▶ [Excerpted passage]
Trump’s Tax-Case Loss Is a Victory for the Rule of Law
This week’s Supreme Court decision in Trump v. Vance is a reminder that two institutions of government are especially critical for surviving Trumpian chaos and corruption: the states and the courts.
In Vance, the Court decided 7-2 to enforce a grand jury subpoena issued by the New York County District Attorney’s Office on the personal accounting firm of Donald Trump. Recall that internal Department of Justice guidance dating back to the Nixon White House forbids federal prosecutors from indicting sitting presidents, which means that the only criminal accountability for hypothetical presidential felons must come—if at all—from the states. New York County D.A. Cyrus Vance hasn’t shied away from investigating Trump’s excesses, despite the political risks to his elected position. In an interview with the Washington Post last year, he explained: “We have to be able to fill the gaps when the FBI can’t or won’t take these cases.”

▶ [Task goal] Return the part of the Trump v. Vance article running from "Trump’s Tax-Case Loss" up to and including "and the courts.", copied word for word.

▶ [Provided data]
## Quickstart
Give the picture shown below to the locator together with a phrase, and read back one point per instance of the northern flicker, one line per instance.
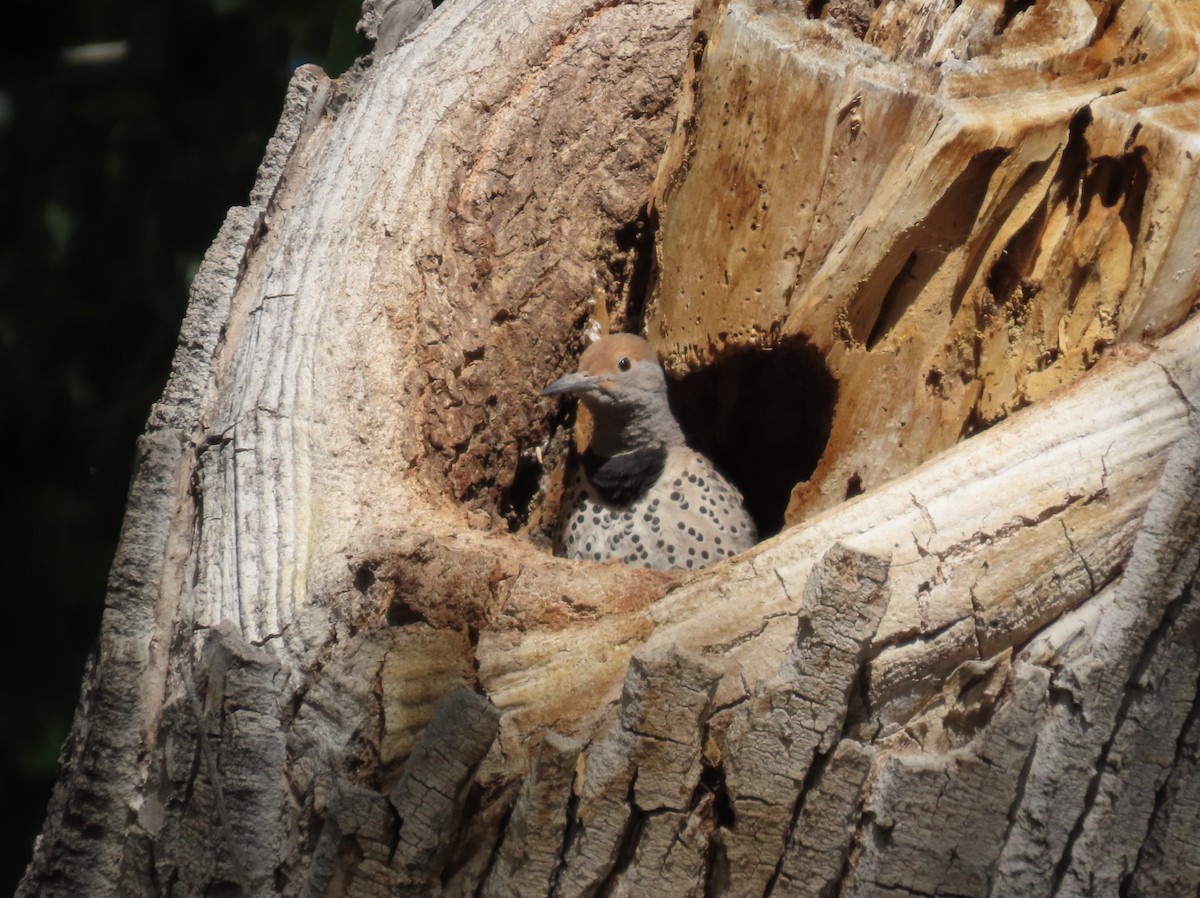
(640, 495)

▶ [Written answer]
Trump’s Tax-Case Loss Is a Victory for the Rule of Law
This week’s Supreme Court decision in Trump v. Vance is a reminder that two institutions of government are especially critical for surviving Trumpian chaos and corruption: the states and the courts.